あれから30年。巨人にとって落合博満がいた3年間とは何だったのか? 連載最終回・第21回(前編・中編・後編)、ついに42歳落合博満が巨人をやめる日がくる。「落合解雇」か「落合残留」か……退団までの1カ月間は巨人フロントとの戦いの毎日だった。【連載最終回の中編/前編後編も公開中】

◆◆◆

落合博満がキレた「失礼な話だ」

「フロントの発言を知って、特別に大きな驚きとかショックというのはなかった。ついにきたか、という感じ。こいつら、馬鹿だな、何の権限があってやっているのかなって。でも、俺はすぐに腹をくくったんだよ。いくら渡邉社長と長嶋監督が俺を必要としてくれていても、契約交渉の当事者であるフロントがそこまで俺を外したいと思っていて、こういうふうに問題が表面化したからには、もうジャイアンツと契約することはないだろうと」(不敗人生 43歳からの挑戦/落合博満・鈴木洋史/小学館)

 実際、落合はオーバーホール中の吉奈温泉で巨人の同僚選手たちに「今まで世話になったな」と別れの挨拶をしていたという。だが、14日夕方に報道陣に向かってぶちまけたオレ流の「失礼な話だ」という怒りのコメントに、巨人フロント陣は焦る。同日深夜、すでに午後11時を回った都内ホテルの玄関脇で、深谷代表が「契約は“白紙”と言ったが、“解雇”とは言ってない」と苦しい弁明とともに「落合残留」を発表した。

---*---

練習問題 |
1. 出典の「あれから30年。巨人にとって」から「落合博満がキレた「失礼な話だ」」までを一字一句そのまま書き写してください。
2. 出典によると、深谷代表が「落合残留」を発表した場所はどこか。
次の項目は出典とは関係のない別の資料です。

[データセットに含まれる項目]
---*---

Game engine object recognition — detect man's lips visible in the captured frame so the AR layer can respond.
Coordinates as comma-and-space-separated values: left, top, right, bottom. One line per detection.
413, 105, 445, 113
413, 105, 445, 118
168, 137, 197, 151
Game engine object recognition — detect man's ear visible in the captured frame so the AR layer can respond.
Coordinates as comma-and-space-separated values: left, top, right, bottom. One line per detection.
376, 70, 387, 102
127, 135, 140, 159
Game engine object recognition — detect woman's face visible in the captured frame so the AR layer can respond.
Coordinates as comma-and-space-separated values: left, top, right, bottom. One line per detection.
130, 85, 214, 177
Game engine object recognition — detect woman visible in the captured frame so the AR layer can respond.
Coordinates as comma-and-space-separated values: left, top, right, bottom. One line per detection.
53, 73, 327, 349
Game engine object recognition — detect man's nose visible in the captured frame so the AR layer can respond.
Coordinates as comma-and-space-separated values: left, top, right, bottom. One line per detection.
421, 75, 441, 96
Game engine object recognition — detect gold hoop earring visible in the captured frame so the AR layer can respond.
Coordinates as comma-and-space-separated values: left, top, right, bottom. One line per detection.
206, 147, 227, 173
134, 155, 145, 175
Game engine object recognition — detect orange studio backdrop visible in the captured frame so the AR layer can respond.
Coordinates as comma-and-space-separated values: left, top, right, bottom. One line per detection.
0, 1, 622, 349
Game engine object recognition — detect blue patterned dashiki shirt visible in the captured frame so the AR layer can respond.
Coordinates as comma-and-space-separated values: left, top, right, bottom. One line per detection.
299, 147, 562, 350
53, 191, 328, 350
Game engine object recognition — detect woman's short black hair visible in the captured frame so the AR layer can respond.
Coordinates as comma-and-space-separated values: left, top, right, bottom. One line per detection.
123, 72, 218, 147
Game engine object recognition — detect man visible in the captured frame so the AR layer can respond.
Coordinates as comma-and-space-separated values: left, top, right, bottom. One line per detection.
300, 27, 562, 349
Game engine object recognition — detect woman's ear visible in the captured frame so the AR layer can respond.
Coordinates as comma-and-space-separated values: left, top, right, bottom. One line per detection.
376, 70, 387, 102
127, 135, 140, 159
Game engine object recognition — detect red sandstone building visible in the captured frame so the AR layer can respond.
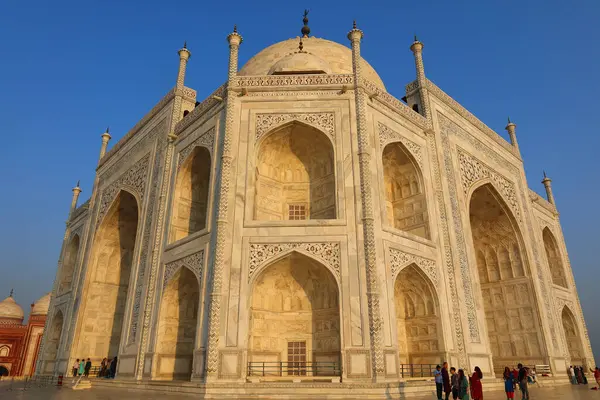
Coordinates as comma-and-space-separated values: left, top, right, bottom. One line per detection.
0, 291, 50, 376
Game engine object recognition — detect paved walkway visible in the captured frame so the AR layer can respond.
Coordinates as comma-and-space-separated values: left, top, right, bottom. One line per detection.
0, 382, 600, 400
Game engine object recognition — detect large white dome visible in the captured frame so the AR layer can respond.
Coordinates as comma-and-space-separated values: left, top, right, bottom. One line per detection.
238, 37, 385, 89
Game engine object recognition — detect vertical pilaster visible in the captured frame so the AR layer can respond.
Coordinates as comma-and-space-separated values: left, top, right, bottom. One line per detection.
348, 21, 385, 380
98, 128, 111, 162
542, 172, 556, 207
69, 181, 81, 221
175, 42, 192, 89
206, 27, 242, 380
410, 36, 431, 122
504, 118, 521, 154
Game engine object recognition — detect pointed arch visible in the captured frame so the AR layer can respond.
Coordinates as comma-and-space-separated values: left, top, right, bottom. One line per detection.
58, 234, 80, 295
561, 305, 585, 365
254, 121, 336, 220
394, 263, 443, 364
155, 266, 200, 380
78, 189, 139, 362
169, 146, 212, 242
542, 227, 568, 288
469, 183, 545, 369
248, 252, 341, 375
382, 141, 430, 239
44, 310, 64, 361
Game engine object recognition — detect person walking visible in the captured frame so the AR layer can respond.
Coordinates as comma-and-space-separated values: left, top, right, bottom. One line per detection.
73, 358, 79, 377
517, 364, 529, 400
450, 367, 460, 400
77, 357, 85, 376
85, 358, 92, 378
110, 357, 117, 379
590, 367, 600, 390
470, 367, 483, 400
433, 365, 444, 400
98, 357, 107, 378
503, 367, 515, 400
442, 361, 452, 400
569, 365, 577, 385
458, 369, 469, 400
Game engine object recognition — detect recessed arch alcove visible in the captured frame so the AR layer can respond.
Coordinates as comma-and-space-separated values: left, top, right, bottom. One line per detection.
58, 234, 79, 295
382, 142, 430, 239
248, 252, 341, 375
469, 183, 545, 371
169, 146, 211, 242
561, 306, 585, 365
77, 190, 138, 361
156, 267, 200, 380
542, 227, 567, 288
394, 264, 443, 364
254, 121, 336, 221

---*---

解答 |
1.
あれから30年。巨人にとって落合博満がいた3年間とは何だったのか? 連載最終回・第21回(前編・中編・後編)、ついに42歳落合博満が巨人をやめる日がくる。「落合解雇」か「落合残留」か……退団までの1カ月間は巨人フロントとの戦いの毎日だった。【連載最終回の中編/前編後編も公開中】

◆◆◆

落合博満がキレた「失礼な話だ」

2. 都内ホテルの玄関脇。